Referring expression pointing data
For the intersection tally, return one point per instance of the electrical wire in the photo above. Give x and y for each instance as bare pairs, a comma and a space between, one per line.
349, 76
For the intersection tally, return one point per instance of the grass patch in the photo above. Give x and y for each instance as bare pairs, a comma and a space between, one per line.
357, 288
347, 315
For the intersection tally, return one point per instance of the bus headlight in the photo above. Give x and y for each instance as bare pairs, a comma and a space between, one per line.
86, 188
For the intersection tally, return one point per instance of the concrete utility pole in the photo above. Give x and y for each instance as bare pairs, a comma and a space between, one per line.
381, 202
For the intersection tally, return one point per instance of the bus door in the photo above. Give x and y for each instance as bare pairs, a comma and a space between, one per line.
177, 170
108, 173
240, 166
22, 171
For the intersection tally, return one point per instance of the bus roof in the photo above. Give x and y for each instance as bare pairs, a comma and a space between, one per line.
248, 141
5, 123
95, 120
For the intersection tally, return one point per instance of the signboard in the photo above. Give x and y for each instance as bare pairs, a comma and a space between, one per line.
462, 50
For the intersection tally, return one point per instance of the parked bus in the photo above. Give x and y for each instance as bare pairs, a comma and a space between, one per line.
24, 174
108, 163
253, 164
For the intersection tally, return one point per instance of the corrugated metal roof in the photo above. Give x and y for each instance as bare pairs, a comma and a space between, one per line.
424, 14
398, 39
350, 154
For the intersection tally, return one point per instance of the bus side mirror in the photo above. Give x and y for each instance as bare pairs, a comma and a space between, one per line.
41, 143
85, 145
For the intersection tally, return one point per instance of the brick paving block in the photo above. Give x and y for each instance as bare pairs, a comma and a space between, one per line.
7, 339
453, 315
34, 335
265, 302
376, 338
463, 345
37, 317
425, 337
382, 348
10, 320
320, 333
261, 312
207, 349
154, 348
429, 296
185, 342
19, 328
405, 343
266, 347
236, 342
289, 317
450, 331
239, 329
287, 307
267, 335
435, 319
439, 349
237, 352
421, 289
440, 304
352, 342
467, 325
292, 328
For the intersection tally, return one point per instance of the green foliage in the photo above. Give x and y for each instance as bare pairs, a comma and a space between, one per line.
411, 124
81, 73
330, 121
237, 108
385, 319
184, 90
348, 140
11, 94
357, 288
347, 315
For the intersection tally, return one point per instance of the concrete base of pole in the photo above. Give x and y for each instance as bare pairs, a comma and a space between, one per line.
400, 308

PROMPT
Type out the entries once more, precisely.

WRITTEN ANSWER
For the intersection tally, return one point per instance of the electrical wire in the photo above. Give x and y for each instance as bare pairs, a comma and a space between, one per line.
349, 76
For the intersection tally, return one point per instance of the grass patch in the photo above. Give x and y for each instance as bare pairs, a comma and a space between, one per line.
357, 288
347, 315
For the intersection tally, return one point per instance of the bus headlight in the photo above. Give x and y for each instance as bare pairs, a comma and a space between, one per line.
86, 188
For the intersection tally, return one point per instance of the concrete utility pole in the photo above. Give x and y for each instance as bare pairs, a comma and a space between, one per line.
381, 202
For the intersection tally, return one point per instance of the bus door in the photo above. Give x and y for each instance as bare pairs, a comma and a space between, one per line.
177, 170
108, 173
240, 166
22, 171
For the intersection tally, return one point per instance of the bus roof in the photo above. Give x and y for each instance as bare pairs, a comma and a space between, one per line.
248, 141
5, 123
95, 120
For the intersection tally, return one point per instance of the signboard in the photo above. Give x and y for each instance as bare pairs, a comma and a space between, one per line.
462, 50
For the intersection tally, return one point per instance of the parked bus in the photo above. Give x and y for each instance as bare pairs, a comma and a space between, one per line.
24, 174
108, 163
253, 164
For the intersection tally, return one point per instance of the corrugated metal roof in the photo above. Give x and y for each instance as bare pairs, a comma and a space between, one per line.
424, 14
398, 39
350, 154
For the intersection tally, return one point per instance of the bus side mirror in the photo above. Give x and y for each instance as bare pairs, a comma and a space between, one per line.
41, 143
85, 145
For the intersection tally, return one point per instance of the brick paving block in the photo above. Give x and y for each instance as bare pairs, a comma and a space between, one per line.
7, 339
453, 315
34, 335
265, 302
376, 338
463, 345
37, 317
425, 337
382, 348
10, 320
320, 333
261, 312
207, 349
154, 348
429, 296
185, 342
19, 328
405, 343
266, 347
236, 342
289, 317
450, 331
239, 329
287, 307
267, 335
435, 319
439, 349
237, 352
421, 289
440, 304
352, 342
467, 325
292, 328
For the intersection tally, return one point per instance of the green foliage in the photo above. Give x and y for each instance as bare pairs, a comma and a space between, one per line.
411, 124
81, 73
330, 121
237, 108
385, 319
184, 90
348, 140
11, 94
357, 288
347, 315
For the intersection tally, return one point per instance of the concrete base of pole in the photo above. Give x and y for each instance as bare pairs, a comma and a space between, one per line.
400, 308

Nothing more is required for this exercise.